◆ **Source extract**:
Content starts

The Court: I have done as Justice Ryan Bell instructed me to do that you are the client and I am to assess the account.
Mr. Adsett: As a whole?
The Court: And that’s what I have done.
[36] The court hearing the motion appealing a certificate of assessment should not retry the matter or interfere with the result unless the reasons demonstrate some error in principle or unless there has been some absence or excess of jurisdiction or some patent misapprehension of the evidence: Calin A. Lawrynowicz Barristers & Solicitors, at para. 94. There was no error in principle by the assessment officer, nor did she act beyond her jurisdiction. She acted under the order for assessment. Mr. Adsett’s objection appears to rest with my order of August 2, 2018, an order that he elected not to appeal.
(v) The justice of the case
[37] In my view, the justice of the case does not support an order extending the time for Mr. Adsett to pursue his motion to oppose the Certificate. As in Farzana, Mr. Adsett has “largely been reactive rather than proactive.” He has not been intent on moving the dispute forward; instead, Mr. Adsett persists in his efforts to relitigate what has already been determined: that is, his liability for the account at issue.
Should a stay be granted?
[38] Without an extension of time, Mr. Adsett will not be able to pursue his motion to oppose the Certificate. It follows that there is no basis upon which to stay the enforcement of the Certificate.
Conclusion
[39] The motion is therefore dismissed.
[40] The law firm is presumptively entitled to its costs of the motion. The law firm has provided its costs outline, which I have not yet reviewed. In the event the parties are unable to agree on costs, they may make written submissions limited to a maximum of three pages. Any additional submissions from the law firm are to be provided by August 9, 2022. Mr. Adsett’s submissions are to be provided by August 23, 2022.
Madam Justice Robyn M. Ryan Bell Date: July 26, 2022
COURT FILE NO.: CV-17-73321 DATE: 2022-07-26
ONTARIO SUPERIOR COURT OF JUSTICE
RE: MBC Law Professional Corporation, Applicant/Responding party AND Shane Adsett, Respondent/Moving party
COUNSEL: J. Alden Christian and N. Scott, for the Applicant/Responding party Victoria L. Boddy, for the Respondent/Moving party
ENDORSEMENT Justice Ryan Bell
Released: July 26, 2022
[^1]: R.R.O. 1990, Reg. 194. [^2]: 2016 ONSC 2065, at para. 91. [^3]: 2010 ONCA 78, at para. 11. [^4]: 2007 ONCA 350, at para. 16. [^5]: 2020 ONSC 1872, at para. 16. [^6]: 2016 ONSC 8071, at para. 21.

Content ends

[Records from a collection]
Content starts

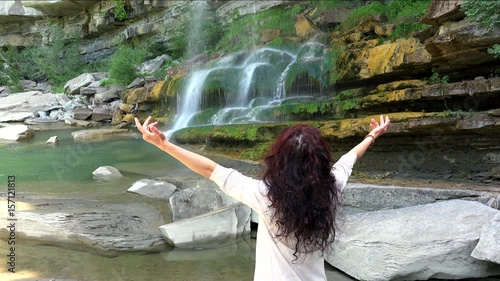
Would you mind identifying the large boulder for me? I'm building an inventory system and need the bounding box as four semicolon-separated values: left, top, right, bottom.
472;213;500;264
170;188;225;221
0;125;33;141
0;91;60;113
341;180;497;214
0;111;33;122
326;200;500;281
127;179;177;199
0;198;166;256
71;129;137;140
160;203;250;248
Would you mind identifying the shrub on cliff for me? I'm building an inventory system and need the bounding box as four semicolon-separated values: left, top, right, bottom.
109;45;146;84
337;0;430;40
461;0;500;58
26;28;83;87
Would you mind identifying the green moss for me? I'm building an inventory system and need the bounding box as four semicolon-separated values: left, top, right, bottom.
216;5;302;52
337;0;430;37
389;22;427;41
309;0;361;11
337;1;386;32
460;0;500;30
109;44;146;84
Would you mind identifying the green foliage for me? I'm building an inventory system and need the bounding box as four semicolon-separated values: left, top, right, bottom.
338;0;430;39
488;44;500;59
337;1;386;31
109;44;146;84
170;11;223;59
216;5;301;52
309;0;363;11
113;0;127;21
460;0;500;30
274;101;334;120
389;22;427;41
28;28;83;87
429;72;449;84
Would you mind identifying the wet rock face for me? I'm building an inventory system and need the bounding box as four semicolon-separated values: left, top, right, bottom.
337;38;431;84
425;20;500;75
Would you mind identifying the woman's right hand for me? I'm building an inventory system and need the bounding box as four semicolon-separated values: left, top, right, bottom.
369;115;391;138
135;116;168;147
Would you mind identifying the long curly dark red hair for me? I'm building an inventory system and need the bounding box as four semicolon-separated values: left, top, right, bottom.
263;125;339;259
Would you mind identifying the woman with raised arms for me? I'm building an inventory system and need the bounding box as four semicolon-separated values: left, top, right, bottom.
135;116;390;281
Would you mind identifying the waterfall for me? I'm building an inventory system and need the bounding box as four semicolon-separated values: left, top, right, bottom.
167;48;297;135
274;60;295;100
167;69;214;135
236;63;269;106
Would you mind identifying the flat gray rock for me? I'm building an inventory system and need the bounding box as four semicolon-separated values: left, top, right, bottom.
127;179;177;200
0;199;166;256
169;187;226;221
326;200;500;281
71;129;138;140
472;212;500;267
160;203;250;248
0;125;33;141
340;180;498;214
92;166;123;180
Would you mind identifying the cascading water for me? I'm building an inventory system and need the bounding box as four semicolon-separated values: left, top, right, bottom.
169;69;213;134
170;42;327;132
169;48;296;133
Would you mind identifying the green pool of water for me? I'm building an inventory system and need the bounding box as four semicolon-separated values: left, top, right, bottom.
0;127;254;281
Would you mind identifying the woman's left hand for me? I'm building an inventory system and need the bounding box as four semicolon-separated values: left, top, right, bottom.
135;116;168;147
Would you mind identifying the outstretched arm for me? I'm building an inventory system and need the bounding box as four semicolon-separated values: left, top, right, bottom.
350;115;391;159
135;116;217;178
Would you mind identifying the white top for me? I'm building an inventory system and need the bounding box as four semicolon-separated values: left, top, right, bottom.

Content ends

Using the court endorsement, explain why the court finds no basis for staying enforcement of the Certificate. The records are separate material, unrelated to the court endorsement.

Without an extension of time, Mr. Adsett cannot pursue his motion to oppose the Certificate. With that motion unavailable, there is no basis for staying the Certificate's enforcement.